▸ INPUT FOR THIS TASK
---

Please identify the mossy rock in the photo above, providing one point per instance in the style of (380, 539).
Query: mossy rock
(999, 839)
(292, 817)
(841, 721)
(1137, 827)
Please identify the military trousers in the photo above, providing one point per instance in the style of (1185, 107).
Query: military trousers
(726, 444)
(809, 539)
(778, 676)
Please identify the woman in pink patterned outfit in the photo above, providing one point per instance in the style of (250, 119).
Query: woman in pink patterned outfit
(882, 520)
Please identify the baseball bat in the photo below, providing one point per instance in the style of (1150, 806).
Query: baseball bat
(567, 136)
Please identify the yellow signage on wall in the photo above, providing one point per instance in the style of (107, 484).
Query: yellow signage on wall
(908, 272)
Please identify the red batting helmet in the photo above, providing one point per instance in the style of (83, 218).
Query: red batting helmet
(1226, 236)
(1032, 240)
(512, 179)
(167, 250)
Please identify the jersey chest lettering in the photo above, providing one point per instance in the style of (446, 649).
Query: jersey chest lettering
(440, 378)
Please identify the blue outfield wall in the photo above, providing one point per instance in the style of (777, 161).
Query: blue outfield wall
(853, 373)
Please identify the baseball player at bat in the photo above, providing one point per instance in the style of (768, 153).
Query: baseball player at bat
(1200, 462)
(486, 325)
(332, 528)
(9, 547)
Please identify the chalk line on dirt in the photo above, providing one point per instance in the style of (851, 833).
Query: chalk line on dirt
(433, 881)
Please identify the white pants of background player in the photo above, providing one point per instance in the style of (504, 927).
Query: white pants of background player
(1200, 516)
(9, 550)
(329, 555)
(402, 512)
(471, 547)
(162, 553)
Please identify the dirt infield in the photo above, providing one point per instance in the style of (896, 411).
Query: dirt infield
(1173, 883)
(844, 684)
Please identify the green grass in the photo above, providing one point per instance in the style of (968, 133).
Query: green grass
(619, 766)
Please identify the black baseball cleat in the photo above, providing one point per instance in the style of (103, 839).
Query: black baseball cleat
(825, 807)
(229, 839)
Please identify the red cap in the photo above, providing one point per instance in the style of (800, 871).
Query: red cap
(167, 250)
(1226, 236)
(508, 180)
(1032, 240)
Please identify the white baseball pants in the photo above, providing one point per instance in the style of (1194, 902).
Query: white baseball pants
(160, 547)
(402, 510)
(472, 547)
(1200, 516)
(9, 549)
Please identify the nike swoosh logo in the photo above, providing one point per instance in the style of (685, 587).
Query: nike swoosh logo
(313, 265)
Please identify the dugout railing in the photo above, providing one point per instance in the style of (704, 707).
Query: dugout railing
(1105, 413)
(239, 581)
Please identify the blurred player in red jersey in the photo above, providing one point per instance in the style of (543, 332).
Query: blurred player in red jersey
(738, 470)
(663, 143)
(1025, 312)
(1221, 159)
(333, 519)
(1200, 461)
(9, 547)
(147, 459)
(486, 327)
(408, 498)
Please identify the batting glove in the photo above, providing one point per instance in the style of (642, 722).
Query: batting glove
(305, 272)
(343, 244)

---

▸ EXERCISE DETAILS
Copy the entire listing above word for word, from its first line through its last.

▸ RESPONSE TO THE TASK
Please identify the mossy rock in the photo above, providing one point per instance in the style of (380, 539).
Query: mossy rock
(999, 839)
(292, 817)
(841, 721)
(1137, 827)
Please identify the military trousers in the photo above, providing one point per instance in the style of (1185, 107).
Query: military trousers
(726, 444)
(809, 539)
(778, 676)
Please identify the woman in pink patterned outfit in the photo above, providing one point per instance in the style of (250, 119).
Query: woman in pink patterned outfit
(882, 520)
Please identify the baseball bat in the photo below, providing one point per instance in the style of (1150, 806).
Query: baseball bat
(567, 136)
Please identify the yellow signage on wall in the photo above, providing one point per instance in the style of (107, 484).
Query: yellow signage on wall
(908, 272)
Please identify the red batting helmet in the photo above, providing one point per instance in the style of (83, 218).
Query: red batting helmet
(1226, 236)
(1032, 240)
(512, 179)
(167, 250)
Please identify the jersey chest lettering in the photo above, providing one point per instance in the style of (446, 649).
Query: jersey chest lettering
(440, 378)
Please identify the blue outfield wall in the photo above, providing one point per instance in the style of (777, 161).
Query: blue outfield wall
(853, 373)
Please identify the baseball player at bat in the photo above, providing one point per instance in the style of (768, 153).
Query: baseball player at bat
(1200, 462)
(486, 325)
(332, 528)
(9, 547)
Please identify the chalk line on dirt in the photo above, providing one point per instance in the style of (851, 833).
Query: chalk line on dirt
(433, 881)
Please identify the white pants of background player in the photo above, providing one point per instance in the style of (504, 927).
Query: white pants of background player
(1200, 516)
(9, 550)
(329, 555)
(402, 512)
(471, 547)
(162, 553)
Please identify the dirt infield in the photo above, providing one point per instance in the style of (896, 411).
Query: dirt infield
(1173, 883)
(844, 684)
Please identify the green grass in the photo above, providing one point per instance in the style of (968, 133).
Query: green grass
(619, 766)
Please identify the black baseball cleat in the photo above, providing one point per instance in the style of (103, 839).
Query: black baseball cleat
(825, 807)
(229, 839)
Please identify the red cap in the photo above, providing one point per instance in the style of (800, 871).
Query: red cap
(167, 250)
(1226, 236)
(508, 180)
(1032, 240)
Please identify the white baseball pants in the photo above, providing one point per instance in the style of (1194, 902).
Query: white baseball pants
(160, 547)
(402, 510)
(472, 547)
(1200, 516)
(9, 549)
Please identify the nike swoosh logo in the photo above, providing one point per instance in the style of (685, 587).
Query: nike swoosh logo
(313, 265)
Please identify the dugout railing in the photo above, providing one point per instance in the style of (704, 707).
Query: dugout railing
(1105, 413)
(239, 581)
Please identify the blurred player in red jersey in the photo above, providing one point per instance in the style of (543, 332).
Query: blurred player in red jersey
(738, 470)
(663, 143)
(1025, 312)
(1221, 159)
(333, 519)
(1200, 461)
(9, 547)
(147, 459)
(486, 327)
(408, 498)
Please identify the batting glove in the photo above, providing one point per instance in the style of (642, 722).
Query: batting glove
(305, 272)
(343, 244)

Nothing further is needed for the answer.